DOCUMENT EXTRACT:

*** Block opens ***

Two birds in Wash. Co. with West Nile

By Lesley Jenkins
Star Staff
Two birds found in Washington County tested positive for the West Nile Virus on Tuesday. Another bird in Sullivan County also tested positive on Monday.
The state Health Department released the results of the Washington County blue jay and crow, which were tested along with approximately 245 birds. Twenty-five birds tested positive as of Tuesday. The department also tested 373 horses, and 148 carried the virus.
Jamie Swift, director of communicable disease control in Washington County, said citizens submitted the birds which were sent to the state department in Nashville to be tested. The health department is continuing surveillance for infected birds and will do so until 3 to 5 birds are tested positive in each county.
Two birds from Carter County were submitted recently for testing along with 8 from Greene County, 1 from Hancock County, 3 from Hawkins and 1 from Unicoi which all tested negative. Swift added that this is the beginning of the season for mosquitos, and she expects to find more positive cases in other counties.
Swift said local hospitals have been notified that the West Nile virus is in this area and to look for human symptoms and cases. Humans can catch the virus from infected mosquitos, but not from birds, animals or other humans.
Although the chances of humans contracting the disease from a mosquito bite are less than one percent, some people will only experience slight symptoms such as fever, headache and body aches lasting for a few days. There is less than one percent risk of serious illness for those infected. Many infected people don't even know they are sick or have symptoms.

*** Block closes ***

PROVIDED RECORDS:
*** Block opens ***

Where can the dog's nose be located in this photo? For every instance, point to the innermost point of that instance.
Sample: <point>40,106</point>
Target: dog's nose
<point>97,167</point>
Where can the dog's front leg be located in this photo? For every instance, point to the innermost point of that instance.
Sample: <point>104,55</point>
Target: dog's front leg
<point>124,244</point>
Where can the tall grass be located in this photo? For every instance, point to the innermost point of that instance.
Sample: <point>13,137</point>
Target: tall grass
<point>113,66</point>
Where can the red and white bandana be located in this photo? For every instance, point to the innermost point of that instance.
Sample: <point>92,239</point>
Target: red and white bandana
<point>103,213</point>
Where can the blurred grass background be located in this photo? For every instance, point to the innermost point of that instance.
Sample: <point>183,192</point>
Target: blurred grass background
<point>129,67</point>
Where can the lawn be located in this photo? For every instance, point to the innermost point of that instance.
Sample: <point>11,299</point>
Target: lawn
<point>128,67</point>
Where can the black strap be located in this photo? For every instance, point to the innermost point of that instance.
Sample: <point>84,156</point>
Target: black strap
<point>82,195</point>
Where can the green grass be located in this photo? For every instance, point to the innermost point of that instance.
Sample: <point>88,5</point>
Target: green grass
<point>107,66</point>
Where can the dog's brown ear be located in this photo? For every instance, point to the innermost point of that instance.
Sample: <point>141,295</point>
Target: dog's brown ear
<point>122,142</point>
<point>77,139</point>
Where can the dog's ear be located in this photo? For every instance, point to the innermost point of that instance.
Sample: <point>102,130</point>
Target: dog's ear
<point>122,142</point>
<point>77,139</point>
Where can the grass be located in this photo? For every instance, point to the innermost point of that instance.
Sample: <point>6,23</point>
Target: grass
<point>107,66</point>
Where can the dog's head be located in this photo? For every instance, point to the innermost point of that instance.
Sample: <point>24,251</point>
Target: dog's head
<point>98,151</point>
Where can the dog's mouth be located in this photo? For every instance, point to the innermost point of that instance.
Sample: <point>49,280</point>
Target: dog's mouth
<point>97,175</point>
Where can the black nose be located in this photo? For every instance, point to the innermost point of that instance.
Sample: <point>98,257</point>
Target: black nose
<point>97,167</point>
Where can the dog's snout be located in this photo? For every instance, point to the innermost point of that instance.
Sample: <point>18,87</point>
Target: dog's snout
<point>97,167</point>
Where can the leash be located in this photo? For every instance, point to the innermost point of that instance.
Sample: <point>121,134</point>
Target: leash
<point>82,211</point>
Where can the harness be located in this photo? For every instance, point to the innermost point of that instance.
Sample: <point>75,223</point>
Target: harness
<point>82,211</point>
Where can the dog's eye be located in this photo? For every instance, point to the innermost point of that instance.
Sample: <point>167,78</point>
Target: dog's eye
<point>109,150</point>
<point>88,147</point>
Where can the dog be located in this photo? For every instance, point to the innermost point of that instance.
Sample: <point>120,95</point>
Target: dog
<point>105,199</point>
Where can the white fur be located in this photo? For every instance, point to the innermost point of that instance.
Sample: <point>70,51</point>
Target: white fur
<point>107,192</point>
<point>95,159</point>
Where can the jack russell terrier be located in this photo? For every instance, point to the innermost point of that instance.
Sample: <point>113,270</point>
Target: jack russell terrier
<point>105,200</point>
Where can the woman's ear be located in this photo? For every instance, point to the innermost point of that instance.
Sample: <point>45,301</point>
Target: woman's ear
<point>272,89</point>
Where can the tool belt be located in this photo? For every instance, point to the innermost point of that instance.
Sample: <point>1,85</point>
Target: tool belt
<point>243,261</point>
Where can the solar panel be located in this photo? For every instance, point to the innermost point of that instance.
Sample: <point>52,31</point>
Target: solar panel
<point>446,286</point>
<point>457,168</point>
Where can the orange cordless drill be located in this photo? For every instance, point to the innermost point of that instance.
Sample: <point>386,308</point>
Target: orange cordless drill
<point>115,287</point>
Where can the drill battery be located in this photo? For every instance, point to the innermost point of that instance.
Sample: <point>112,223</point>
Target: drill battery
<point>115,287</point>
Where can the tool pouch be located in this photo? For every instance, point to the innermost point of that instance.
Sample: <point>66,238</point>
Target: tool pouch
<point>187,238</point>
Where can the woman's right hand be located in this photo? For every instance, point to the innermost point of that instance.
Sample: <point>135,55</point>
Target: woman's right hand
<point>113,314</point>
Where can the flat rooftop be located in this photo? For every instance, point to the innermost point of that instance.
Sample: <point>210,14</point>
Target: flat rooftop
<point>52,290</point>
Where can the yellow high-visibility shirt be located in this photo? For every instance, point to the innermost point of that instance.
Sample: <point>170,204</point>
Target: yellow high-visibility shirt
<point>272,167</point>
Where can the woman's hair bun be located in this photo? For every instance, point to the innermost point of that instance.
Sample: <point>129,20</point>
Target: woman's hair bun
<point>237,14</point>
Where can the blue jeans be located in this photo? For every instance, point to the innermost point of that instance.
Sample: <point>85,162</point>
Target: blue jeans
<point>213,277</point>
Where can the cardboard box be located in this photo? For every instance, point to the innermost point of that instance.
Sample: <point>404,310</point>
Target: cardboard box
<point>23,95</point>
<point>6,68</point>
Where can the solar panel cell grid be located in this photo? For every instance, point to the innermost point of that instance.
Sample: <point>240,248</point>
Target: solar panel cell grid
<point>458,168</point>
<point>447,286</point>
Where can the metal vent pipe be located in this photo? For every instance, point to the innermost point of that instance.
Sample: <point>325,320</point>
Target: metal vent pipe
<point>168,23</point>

*** Block closes ***

PROBLEM DESCRIPTION:
From the West Nile article, list every county whose recently submitted birds all tested negative. The records have no connection to the West Nile article.

TASK SOLUTION:
Carter County, Greene County, Hancock County, Hawkins County, Unicoi County